Задания для выполнения:
A. Назовите всех поэтов, работы исследователей творчества которых упоминаются во фрагменте об «Александрийских песнях».
B. Ответьте на вопросы по фрагменту об «Александрийских песнях»:
(i) Кому посвящен раздел «Александрийские песни» при переиздании?
(ii) Какая общая дата указана после «Заключения»?
(iii) Какой жанр книга стихов функционально замещает в первое десятилетие XX века?

Фрагмент текста:
◇ ◇ ◇

Подборка стихотворений при переиздании становится разделом книги («Часть 4»), уже имеющим не только название («Александрийские песни»), но и посвящение («Н. Феофилактову»), разделение стихотворений на разделы, пронумерованные римскими цифрами («внутренние» 5 разделов озаглавлены и «окольцованы» тремя стихотворениями «Вступления» и одним «Заключения»), сквозную нумерацию текстов внутри разделов и пометки, касающиеся издательской истории «Песен»: в содержании выделены звездочкой «не напечатанные прежде стихотворения». В разделе «Александрийские песни» это: 1.2, II. 1-6, III. 1, 2, 5, 6, VI. 1-4, VII. «Ах, покидаю я Александрию...»54. Перечисленные стихотворения написаны уже в 1908 году, специально для публикации в этой книге. Стихотворения в издании не датируются, дается только общая дата после «Заключения»: «1905 - 1908». Этим «Александрийские песни» отличаются от первых трех разделов книги «Сети», где датируется каждый микроцикл в отдельности.
В то время, когда выходят в свет «Сети», такое строение книги стихов было уже вполне привычным. В работах исследователей творчества А. Блока, В. Брюсова, К. Бальмонта55 отмечается, что книга стихов в первое десятилетие XX века становится не только результатом труда книгоиздателя и составителя, но воспринимается и автором, и читателями как особый жанр, функционально замещающий поэму. Поэтому и строение книги стихов нередко ориентируется на поэму, с разделением на главы или озаглавленные разделы, вступлением и заключением.

◇ ◇ ◇

Раздел данных:
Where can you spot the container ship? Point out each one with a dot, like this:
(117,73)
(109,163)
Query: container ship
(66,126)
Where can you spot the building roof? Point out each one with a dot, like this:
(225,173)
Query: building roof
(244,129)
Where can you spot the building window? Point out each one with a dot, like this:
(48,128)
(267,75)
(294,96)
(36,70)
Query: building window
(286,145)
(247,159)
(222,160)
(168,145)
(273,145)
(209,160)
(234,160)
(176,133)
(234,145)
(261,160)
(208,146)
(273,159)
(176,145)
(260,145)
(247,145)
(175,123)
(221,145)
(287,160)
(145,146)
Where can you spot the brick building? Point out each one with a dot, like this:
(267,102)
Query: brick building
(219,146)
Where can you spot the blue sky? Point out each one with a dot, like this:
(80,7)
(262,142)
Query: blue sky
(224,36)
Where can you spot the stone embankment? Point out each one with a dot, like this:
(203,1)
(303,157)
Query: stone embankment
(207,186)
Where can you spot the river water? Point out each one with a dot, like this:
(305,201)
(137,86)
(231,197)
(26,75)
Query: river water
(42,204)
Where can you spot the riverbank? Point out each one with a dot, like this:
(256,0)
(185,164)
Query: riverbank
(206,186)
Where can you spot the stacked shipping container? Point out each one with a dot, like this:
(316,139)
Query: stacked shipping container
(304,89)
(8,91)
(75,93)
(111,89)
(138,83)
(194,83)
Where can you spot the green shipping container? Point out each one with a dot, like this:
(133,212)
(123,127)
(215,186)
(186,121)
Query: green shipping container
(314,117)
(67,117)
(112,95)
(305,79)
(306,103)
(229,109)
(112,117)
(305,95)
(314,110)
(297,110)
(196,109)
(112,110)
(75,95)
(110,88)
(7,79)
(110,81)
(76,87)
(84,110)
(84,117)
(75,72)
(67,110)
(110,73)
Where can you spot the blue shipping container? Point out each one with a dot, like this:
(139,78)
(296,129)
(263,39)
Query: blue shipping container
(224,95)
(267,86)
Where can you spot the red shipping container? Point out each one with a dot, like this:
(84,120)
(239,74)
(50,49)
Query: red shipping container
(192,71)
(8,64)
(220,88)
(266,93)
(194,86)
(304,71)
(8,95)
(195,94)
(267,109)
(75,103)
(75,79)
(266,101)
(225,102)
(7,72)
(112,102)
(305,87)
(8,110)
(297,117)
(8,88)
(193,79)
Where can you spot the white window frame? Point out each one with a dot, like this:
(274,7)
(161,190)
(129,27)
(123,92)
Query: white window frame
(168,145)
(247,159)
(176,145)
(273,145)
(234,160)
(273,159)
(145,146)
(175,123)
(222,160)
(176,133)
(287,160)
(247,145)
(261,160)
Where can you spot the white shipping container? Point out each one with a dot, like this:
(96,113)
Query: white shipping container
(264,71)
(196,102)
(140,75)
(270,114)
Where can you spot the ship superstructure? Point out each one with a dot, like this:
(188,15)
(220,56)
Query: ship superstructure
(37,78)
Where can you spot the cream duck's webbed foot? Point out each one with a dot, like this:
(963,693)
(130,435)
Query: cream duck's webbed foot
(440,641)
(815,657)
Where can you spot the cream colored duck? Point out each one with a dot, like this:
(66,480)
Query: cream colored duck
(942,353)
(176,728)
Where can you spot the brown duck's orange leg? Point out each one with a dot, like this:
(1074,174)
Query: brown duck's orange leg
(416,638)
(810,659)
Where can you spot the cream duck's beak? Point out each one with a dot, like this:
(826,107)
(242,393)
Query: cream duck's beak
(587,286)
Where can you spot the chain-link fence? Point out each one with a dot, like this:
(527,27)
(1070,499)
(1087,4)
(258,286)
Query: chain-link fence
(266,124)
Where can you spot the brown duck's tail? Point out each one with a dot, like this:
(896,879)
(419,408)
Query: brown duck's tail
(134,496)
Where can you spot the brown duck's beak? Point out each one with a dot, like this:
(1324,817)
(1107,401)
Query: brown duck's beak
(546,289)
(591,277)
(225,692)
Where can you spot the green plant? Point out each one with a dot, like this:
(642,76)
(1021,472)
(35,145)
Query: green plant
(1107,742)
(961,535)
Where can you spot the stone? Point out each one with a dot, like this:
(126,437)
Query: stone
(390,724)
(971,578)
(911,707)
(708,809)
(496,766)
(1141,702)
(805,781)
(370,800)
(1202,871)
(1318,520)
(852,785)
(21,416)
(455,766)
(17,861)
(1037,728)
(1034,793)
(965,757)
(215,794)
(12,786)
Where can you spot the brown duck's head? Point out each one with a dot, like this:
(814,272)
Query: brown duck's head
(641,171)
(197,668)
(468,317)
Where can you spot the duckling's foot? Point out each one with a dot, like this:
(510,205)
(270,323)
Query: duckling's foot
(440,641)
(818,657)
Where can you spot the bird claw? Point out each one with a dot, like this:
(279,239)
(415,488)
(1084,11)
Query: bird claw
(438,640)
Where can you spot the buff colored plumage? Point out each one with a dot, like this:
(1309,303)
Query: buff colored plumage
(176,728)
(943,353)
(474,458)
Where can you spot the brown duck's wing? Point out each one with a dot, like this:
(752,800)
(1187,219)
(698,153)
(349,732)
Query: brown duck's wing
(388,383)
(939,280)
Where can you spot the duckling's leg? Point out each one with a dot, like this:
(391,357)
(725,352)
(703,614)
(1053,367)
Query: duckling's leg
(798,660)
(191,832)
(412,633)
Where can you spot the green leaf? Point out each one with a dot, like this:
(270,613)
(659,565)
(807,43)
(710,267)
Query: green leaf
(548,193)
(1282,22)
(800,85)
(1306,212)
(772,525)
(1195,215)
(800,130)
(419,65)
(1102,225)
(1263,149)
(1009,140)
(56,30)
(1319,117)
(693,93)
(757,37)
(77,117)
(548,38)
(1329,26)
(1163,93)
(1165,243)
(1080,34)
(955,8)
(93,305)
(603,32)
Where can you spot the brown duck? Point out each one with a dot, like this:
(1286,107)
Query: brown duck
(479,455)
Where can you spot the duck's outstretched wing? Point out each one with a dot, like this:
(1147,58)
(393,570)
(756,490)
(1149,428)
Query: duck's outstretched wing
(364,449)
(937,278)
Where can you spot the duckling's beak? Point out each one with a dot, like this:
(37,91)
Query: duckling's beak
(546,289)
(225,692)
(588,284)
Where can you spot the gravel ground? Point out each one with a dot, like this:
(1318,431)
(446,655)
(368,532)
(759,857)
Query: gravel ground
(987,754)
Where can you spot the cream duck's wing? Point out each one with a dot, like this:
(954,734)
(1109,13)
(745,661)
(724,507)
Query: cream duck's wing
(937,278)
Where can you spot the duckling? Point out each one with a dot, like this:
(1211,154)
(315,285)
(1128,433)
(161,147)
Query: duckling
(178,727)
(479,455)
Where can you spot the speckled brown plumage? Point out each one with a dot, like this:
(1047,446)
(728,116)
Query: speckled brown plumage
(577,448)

◇ ◇ ◇

Итоговые ответы:
A. А. Блок, В. Брюсов, К. Бальмонт.

B.
(i) Н. Феофилактову.
(ii) «1905 - 1908».
(iii) Поэму.